● What to work on:
1 - From the getcontract excerpt, list every key that appears in the JSON objects the endpoint sends back.
2 - In the getcontract excerpt, what value does the endpoint return for contractaddress when an error is caught?
3 - Using the getcontract excerpt, explain why a user would call the getcontract web service after the previous step.

● Source excerpt:
━━━━━━
Getting the grounder.sol Smart Contract Address
//Endpoint: http://127.0.0.1:5000/getcontract
app.post('/getcontract', function (req,res) {
if (typeof req.body.transactionid !== 'undefined'){
var transactionid = req.body.transactionid;
try{
var receipt = web3.eth.getTransactionReceipt(transactionid);
var obj = {"contractaddress":receipt.contractAddress};
res.setHeader('Content-Type', 'application/json');
res.status(200).send(JSON.stringify(obj));
}
catch (err) {
var obj = {"contractaddress":-1};
res.setHeader('Content-Type', 'application/json');
res.status(200).send(JSON.stringify(obj));;
}
}
else {
res.setHeader('Content-Type', 'application/json');
res.status(400).send(JSON.stringify({'result' : 'error', 'msg' : 'Please fill in transaction id'}));
}
});
Lines 80 to 100 declare the web service getcontract that accepts a transaction id and returns the corresponding smart contract address. This web service allows the user to find out if the transaction to create the grounder smart contract that he has executed in the previous step has completed successfully. When you provide the transaction id to this getcontract web service and receives a smart contract address, you know that the transaction has executed successfully.
━━━━━━
● Recorded data:

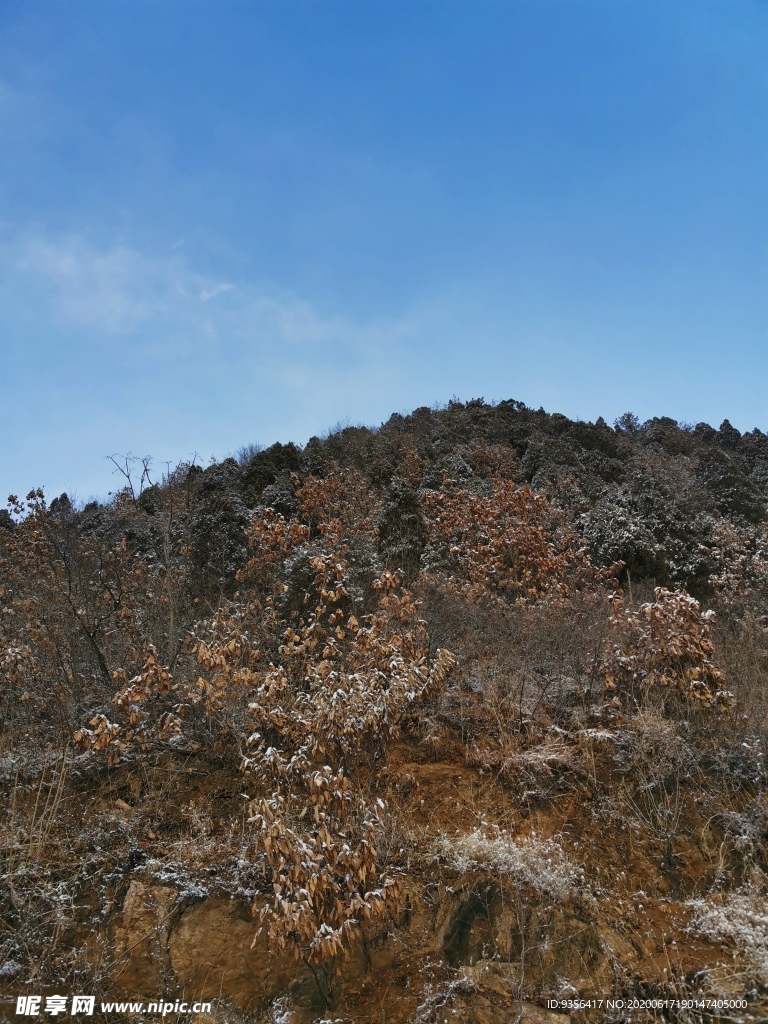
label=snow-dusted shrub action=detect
━━━━━━
● Solutions to the problems:
1 - contractaddress, result, msg

2 - -1

3 - The service lets the user check whether the transaction they ran in the previous step to create the grounder smart contract completed successfully. If submitting that transaction id returns a smart contract address, the transaction executed successfully.